September 3, 2008

The Art of Frankenstein : Charles Burns


I try to achieve something that’s almost like a visceral effect. The quality of the lines and the density of the black take on a character of their own — it’s something that has an effect on your subconscious. Those lines make you feel a certain way.

— Charles Burns

Here’s a gorgeous Frankenstein Monster and Dracula group portrait done for The New Yorker in 1994. Can you name all the movies represented?

American illustrator Charles Burns is best known for his psychological horror comics that conjugate teen angst and sexual awakening with deformities, mutation and bizarre diseases, all rendered in a meticulous, black and white ligne claire style. Burns’ preoccupation with adolescent horrors and eerie physical transgression culminated in the acclaimed graphic novel Black Hole, patiently created over a ten-year period. Time magazine says, “Visually, it's one of the most stunning graphic novels yet published”.

Several of Burns’ earlier stories made heavy use of pop culture iconography. El Borbah was a combination private eye/masked wrestler inhabiting a freakshow world of weird characters, a bold marriage of Chester Gould and Hergé. The wonderful Big Baby stories, at once creepy and enormously touching, dealt with a small boy living in a fantasy world of cool movie monsters awakening to the cruel and dangerous real world of adults. You can glimpse a Karloff Frankenstein poster, and a Great Garloo toy on the cover of the Big Baby collection.

The Frankenstein/Dracula family portrait is part of a major exhibition of Charles Burns’ drawings starting September 5 at the Adam Baumgold Gallery in New York. See a preview of the show here.


A list of all the movies referenced in the New Yorker illustration is here.

The quote at top is from The Believer.

An interview with Charles Burns by Peter Breedveld, and another one from Vice magazine.

A fan’s portfolio of Charles Burns art, including the Goon Squad cards.


Related:
Another group portrait: Legion of Frankensteins


3 comments:

Arbogast said...

I love seeing Frankenstein 1970 in there.

Pierre Fournier said...

Same here. Don't know why, but I was happy to see the Michelin Frankenstein included, as I was with the inclusion of Sandra Harrison's vampire.

Arbogast said...

There's just something so damned cozy about his work - and I don't mean "cozy" as a synonym for complacent but rather he strikes a very happy nerve deep down below all the scar tissue and arrow heads.

• [Directions] In the comments on the Charles Burns post, which items in the illustration do commenters say they were glad to see included? List them all. The entries are separate material and have no connection to the Charles Burns post.

• [Data for review]
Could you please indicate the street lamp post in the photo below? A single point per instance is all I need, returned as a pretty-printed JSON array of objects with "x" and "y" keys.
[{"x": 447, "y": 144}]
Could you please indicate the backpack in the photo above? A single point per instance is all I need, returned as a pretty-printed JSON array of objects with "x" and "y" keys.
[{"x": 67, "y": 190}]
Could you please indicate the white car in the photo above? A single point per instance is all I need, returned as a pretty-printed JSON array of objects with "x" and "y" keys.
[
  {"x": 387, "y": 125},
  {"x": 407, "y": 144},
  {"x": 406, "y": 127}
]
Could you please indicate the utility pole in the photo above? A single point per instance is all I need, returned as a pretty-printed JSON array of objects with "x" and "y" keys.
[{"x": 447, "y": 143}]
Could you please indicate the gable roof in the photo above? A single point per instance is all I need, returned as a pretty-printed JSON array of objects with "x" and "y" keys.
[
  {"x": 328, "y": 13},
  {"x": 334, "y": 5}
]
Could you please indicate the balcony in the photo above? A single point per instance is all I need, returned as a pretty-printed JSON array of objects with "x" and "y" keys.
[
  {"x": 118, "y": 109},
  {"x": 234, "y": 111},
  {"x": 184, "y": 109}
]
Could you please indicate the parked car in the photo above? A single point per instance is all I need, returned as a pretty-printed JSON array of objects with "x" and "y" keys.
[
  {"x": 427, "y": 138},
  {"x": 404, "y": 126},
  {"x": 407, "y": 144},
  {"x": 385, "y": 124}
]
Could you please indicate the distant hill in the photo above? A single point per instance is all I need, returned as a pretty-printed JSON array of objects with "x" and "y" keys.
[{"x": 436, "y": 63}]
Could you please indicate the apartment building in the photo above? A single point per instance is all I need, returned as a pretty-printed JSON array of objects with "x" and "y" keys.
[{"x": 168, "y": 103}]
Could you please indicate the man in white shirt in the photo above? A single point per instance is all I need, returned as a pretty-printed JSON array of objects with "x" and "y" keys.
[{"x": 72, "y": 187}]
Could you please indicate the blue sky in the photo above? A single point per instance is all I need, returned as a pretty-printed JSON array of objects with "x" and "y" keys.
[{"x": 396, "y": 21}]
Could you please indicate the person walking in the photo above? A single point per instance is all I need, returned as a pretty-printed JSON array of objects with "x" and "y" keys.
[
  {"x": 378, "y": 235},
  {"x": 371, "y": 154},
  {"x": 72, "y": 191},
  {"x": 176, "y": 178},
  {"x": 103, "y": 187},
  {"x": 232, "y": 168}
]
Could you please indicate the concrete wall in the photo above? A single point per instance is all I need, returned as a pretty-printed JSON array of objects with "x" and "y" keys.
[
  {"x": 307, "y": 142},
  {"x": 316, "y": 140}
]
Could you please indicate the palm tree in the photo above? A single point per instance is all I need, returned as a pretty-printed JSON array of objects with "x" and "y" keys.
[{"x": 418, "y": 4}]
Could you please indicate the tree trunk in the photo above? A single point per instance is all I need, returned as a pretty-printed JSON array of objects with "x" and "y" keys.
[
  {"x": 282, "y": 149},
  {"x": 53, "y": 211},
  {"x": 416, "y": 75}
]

• [Solution for this problem]
- Frankenstein 1970
- the Michelin Frankenstein
- Sandra Harrison's vampire